Kutipan Teks —
· · ·

Pemerintah Jelaskan Rasionalitas Larangan Terpidana Nyalon Kepala Daerah
Berita

Pemerintah Jelaskan Rasionalitas Larangan Terpidana Nyalon Kepala Daerah

Pemerintah minta agar permohonan ini ditolak seluruhnya.

Oleh:
ASH
Bacaan 2 Menit
Gedung Mahkamah Konstitusi. Foto: RES
Gedung Mahkamah Konstitusi. Foto: RES
Pemerintah menyatakan muatan Pasal 7 ayat (2) huruf g UU No. 10 Tahun 2016 tentang Pilkada terkait syarat calon kepala daerah tidak sedang berstatus terpidana tindak pidana apapun, kecuali bagi mantan terpidana diharapkan bisa menjaring calon kepala daerah yang memiliki integritas moral dan memiliki kapabilitas. Hal ini juga berlaku bagi syarat calon pejabat publik lain guna mendapatkan pemimpin yang memiliki rekam jejak atau track record yang baik.

“Ini persyaratan standard bagi seseorang yang ingin mencalonkan diri sebagai kepala daerah (jabatan politik) dan jabatan publik tertentu,” ujar Kepala Biro Hukum Kemendagri W. Sigit Pudjianto saat mewakili Pemerintah memberikan pandangan dalam sidang pengujian Pasal 7 ayat (2) huruf g UU Pilkada yang dimohonkan Gubernur Gorontalo Rusli Habibie di Gedung MK, Kamis (13/10).

Persidangan ini, ada tiga pihak terkait yakni bakal calon gubernur Gorontalo dan tim pemenangannya, serta Koalisi Lembaga Swadaya Masyarakat (LSM) yaitu Perludem, ICW, KoDe Inisiatif, seorang warga Gorontalo Fanly Katili menjadi Pihak Terkait yang kontra dengan dalil permohonan ini.

· · ·

Tujuan 1 — Salin persis bagian berita tentang larangan terpidana mencalonkan diri sebagai kepala daerah di atas, mulai dari "Pemerintah minta agar" dan berakhir pada "record yang baik.".
Tujuan 2 — Lanjutkan berita tentang larangan terpidana mencalonkan diri sebagai kepala daerah setelah kalimat terakhirnya.

Daftar Baris —
· · ·

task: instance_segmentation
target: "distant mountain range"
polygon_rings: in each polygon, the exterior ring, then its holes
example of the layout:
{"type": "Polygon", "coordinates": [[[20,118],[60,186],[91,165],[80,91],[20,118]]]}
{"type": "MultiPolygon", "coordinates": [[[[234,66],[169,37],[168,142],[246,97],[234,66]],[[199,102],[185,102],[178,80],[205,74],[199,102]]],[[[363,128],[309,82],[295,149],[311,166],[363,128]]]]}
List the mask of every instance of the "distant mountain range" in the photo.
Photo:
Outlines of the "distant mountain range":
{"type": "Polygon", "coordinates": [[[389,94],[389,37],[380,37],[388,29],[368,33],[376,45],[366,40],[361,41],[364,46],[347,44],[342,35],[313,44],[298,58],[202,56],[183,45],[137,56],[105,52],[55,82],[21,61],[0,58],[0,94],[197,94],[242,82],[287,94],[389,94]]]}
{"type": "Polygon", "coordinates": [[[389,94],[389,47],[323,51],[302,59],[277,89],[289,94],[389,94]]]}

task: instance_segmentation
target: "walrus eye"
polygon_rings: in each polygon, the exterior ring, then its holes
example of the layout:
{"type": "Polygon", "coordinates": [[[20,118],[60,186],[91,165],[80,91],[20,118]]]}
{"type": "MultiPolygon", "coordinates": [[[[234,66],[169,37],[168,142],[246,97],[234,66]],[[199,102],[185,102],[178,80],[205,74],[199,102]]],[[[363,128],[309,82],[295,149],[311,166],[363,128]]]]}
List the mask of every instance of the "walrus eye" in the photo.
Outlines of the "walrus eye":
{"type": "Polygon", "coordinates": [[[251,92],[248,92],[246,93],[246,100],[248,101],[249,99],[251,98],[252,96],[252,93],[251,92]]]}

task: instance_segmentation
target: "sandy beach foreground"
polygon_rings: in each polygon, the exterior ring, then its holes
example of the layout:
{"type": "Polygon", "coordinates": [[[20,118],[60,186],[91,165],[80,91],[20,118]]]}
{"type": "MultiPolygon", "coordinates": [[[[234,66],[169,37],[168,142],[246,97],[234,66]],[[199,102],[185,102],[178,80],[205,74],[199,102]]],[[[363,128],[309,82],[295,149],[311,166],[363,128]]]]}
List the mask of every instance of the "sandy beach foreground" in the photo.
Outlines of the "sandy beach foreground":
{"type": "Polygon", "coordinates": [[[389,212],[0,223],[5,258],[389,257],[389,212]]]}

· · ·

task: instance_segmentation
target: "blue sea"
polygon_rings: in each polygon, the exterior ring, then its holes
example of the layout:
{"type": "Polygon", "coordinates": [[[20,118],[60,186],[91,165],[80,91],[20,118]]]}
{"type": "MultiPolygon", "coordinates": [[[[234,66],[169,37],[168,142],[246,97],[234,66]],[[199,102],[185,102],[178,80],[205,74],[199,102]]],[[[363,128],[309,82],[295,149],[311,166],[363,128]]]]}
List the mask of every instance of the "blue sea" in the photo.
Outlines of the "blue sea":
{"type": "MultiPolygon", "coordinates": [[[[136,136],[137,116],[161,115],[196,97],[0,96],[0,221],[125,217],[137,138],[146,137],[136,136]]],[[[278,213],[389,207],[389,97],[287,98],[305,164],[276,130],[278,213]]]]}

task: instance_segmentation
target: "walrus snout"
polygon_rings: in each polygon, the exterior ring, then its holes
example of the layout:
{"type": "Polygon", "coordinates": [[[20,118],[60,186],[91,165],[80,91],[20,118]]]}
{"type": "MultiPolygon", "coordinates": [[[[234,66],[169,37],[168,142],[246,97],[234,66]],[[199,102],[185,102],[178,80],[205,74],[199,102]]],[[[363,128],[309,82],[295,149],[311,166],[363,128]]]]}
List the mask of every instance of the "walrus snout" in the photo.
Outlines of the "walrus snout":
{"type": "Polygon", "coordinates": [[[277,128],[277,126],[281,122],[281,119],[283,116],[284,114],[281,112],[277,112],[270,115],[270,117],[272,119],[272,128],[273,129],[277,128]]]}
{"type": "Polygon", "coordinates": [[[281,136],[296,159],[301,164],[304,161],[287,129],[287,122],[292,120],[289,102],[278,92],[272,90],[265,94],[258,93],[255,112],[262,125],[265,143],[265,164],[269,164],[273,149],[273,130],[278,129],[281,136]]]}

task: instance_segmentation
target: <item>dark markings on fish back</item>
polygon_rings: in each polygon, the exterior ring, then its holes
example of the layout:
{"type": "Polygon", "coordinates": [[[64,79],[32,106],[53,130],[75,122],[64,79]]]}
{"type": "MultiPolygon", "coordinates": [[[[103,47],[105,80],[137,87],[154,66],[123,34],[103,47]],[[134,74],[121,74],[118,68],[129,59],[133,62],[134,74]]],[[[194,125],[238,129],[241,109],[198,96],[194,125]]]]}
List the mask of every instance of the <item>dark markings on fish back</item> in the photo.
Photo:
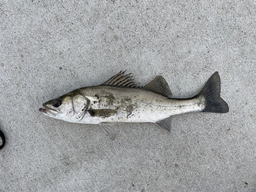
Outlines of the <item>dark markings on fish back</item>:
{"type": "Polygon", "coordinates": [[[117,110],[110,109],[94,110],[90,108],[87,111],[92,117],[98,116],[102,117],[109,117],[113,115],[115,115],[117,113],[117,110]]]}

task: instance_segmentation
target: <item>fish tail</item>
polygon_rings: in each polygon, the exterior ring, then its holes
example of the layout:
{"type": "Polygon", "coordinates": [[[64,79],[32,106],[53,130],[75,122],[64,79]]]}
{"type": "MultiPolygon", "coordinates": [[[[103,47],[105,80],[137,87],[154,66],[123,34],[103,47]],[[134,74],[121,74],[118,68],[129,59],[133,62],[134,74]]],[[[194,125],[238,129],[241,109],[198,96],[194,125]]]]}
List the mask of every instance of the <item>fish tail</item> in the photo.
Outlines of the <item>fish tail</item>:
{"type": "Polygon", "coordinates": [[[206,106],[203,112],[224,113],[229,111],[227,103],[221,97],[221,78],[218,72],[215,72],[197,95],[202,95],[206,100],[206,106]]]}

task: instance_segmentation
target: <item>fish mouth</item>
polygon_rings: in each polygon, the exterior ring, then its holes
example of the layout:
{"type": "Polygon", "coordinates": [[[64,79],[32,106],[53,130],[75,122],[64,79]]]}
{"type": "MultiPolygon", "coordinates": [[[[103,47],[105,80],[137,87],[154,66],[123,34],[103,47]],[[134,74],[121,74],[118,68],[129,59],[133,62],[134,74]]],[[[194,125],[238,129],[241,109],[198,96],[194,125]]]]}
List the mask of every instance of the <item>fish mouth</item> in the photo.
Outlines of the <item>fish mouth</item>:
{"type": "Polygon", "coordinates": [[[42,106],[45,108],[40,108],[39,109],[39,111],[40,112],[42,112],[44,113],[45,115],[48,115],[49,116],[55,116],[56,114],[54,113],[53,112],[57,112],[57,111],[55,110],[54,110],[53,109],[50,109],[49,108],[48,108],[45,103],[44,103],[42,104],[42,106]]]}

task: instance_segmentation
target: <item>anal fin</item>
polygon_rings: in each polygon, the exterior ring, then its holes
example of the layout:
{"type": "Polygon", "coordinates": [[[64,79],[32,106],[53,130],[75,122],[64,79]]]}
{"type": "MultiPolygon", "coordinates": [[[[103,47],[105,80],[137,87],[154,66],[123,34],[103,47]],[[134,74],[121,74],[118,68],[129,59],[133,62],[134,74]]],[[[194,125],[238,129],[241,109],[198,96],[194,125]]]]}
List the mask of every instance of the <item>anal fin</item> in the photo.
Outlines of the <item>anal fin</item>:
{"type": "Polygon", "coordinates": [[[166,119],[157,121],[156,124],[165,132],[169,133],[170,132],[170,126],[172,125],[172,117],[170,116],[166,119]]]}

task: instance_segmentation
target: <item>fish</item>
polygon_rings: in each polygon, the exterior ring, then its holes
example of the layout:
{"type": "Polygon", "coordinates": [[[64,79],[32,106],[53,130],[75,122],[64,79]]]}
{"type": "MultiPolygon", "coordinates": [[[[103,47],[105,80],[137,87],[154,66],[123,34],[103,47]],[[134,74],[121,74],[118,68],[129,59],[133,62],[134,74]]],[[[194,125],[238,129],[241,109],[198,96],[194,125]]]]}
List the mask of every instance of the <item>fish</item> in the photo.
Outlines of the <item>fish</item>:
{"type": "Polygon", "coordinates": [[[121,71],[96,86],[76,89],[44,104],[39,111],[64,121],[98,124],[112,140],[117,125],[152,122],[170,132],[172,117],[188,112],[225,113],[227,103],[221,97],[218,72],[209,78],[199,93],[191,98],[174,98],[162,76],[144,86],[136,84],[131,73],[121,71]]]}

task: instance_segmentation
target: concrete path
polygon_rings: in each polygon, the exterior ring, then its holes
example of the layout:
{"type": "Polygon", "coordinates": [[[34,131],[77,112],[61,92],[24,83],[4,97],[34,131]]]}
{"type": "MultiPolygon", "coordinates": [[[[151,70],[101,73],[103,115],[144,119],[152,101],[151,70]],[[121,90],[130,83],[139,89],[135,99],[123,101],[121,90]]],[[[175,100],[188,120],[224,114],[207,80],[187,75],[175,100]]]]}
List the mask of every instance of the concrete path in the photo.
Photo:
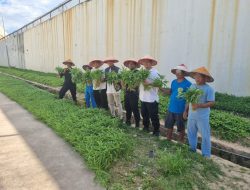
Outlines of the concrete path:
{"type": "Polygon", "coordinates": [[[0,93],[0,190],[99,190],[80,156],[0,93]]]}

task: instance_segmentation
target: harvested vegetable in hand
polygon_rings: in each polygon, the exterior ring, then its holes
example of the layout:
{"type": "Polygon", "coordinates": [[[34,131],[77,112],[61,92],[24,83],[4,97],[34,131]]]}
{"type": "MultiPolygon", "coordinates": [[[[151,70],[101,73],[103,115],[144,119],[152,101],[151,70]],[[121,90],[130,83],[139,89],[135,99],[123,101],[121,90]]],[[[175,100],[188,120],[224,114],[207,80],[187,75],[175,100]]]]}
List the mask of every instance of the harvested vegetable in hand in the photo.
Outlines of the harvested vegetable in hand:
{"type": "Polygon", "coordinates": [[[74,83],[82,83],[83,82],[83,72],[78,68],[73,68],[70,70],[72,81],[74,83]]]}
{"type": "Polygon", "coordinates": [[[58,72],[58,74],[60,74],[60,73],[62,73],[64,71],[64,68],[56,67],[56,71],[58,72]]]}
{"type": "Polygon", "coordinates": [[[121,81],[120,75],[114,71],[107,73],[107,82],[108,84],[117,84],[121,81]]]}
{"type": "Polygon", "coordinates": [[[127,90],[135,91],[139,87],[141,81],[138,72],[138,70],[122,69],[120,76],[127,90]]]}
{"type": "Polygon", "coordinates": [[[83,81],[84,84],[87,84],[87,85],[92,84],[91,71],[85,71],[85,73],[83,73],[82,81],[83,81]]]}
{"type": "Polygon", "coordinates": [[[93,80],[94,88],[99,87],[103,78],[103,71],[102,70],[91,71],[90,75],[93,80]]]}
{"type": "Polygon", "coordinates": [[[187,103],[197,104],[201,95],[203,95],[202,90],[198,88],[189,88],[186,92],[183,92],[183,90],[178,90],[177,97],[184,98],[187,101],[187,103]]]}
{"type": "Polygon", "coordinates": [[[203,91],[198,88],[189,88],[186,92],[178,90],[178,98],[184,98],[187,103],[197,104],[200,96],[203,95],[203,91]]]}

· · ·

Hasil Akhir 1 —
Pemerintah minta agar permohonan ini ditolak seluruhnya.

Oleh:
ASH
Bacaan 2 Menit
Gedung Mahkamah Konstitusi. Foto: RES
Gedung Mahkamah Konstitusi. Foto: RES
Pemerintah menyatakan muatan Pasal 7 ayat (2) huruf g UU No. 10 Tahun 2016 tentang Pilkada terkait syarat calon kepala daerah tidak sedang berstatus terpidana tindak pidana apapun, kecuali bagi mantan terpidana diharapkan bisa menjaring calon kepala daerah yang memiliki integritas moral dan memiliki kapabilitas. Hal ini juga berlaku bagi syarat calon pejabat publik lain guna mendapatkan pemimpin yang memiliki rekam jejak atau track record yang baik.

Hasil Akhir 2 —
Pasal 7 ayat (2) huruf g intinya menyebutkan calon kepala daerah harus memenuhi syarat tidak pernah sebagai terpidana berdasarkan putusan pengadilan yang telah memperoleh kekuatan hukum tetap atau bagi mantan terpidana telah secara terbuka dan jujur mengemukakan kepada publik bahwa yang bersangkutan mantan terpidana.

Sigit menegaskan ketentuan syarat tidak pernah sebagai terpidana ditujukan agar jabatan politik atau publik hanya boleh dipegang oleh orang-orang yang bersih dan memiliki track record yang baik. “Intinya, kita tidak ingin kepala daerah terpilih bukanlah dari latar belakang orang yang kurang terpuji karena melakukan tindak pidana. Ini agar integritas kepribadian kepala daerah terpilih benar-benar terjaga,” tegasnya.     

“Jangankan yang akan menjadi pejabat publik, yang sedang menjabat saja bisa dimakzulkan, di-recall, atau diberhentikan jika dijatuhi pidana penjara,” kata Sigit melanjutkan.

Dia menerangkan muatan Pasal 7 ayat (2) huruf g UU Pilkada sejalan dengan putusan MK No. 4/PUU-VII/2009 jo putusan No. 51/PUU-XIV/2016 yang mensyaratkan calon kepala daerah tidak pernah sebagai terpidana. Bagi mantan terpidana ditetapkan syarat tambahan yakni mengumumkan kepada masyarakat luas bahwa dirinya pernah menjadi terpidana.

Lagipula, kata dia, Pasal 7 ayat (2) huruf g UU Pilkada merupakan open legal policy pembuat Undang-Undang (UU) yang tidak dapat diuji, kecuali praktiknya dilakukan sewenang-wenang atau melampaui batas kewenangan pembentuk UU. “Menyatakan permohonan pengujian Pasal 7 ayat (2) huruf g, Pasal 163 ayat (7) dan (8), Pasal 164 ayat (7) dan (8) UU Pilkada seharusnya ditolak seluruhnya,” harapnya.

Permohonan ini diajukan Gubernur Gorontalo Rusli Habibie yang mempersoalkan beberapa pasal khususnya Pasal 7 ayat (2) huruf g UU Pilkada. Rusli, yang saat ini berstatus terpidana percobaan gara-gara menghina/memfitnah mantan Kabareskrim Polri Budi Waseso, hendak mencalonkan kembali dalam Pemilihan Gubernur Gorontalo pada Pilkada 2017 (petahana).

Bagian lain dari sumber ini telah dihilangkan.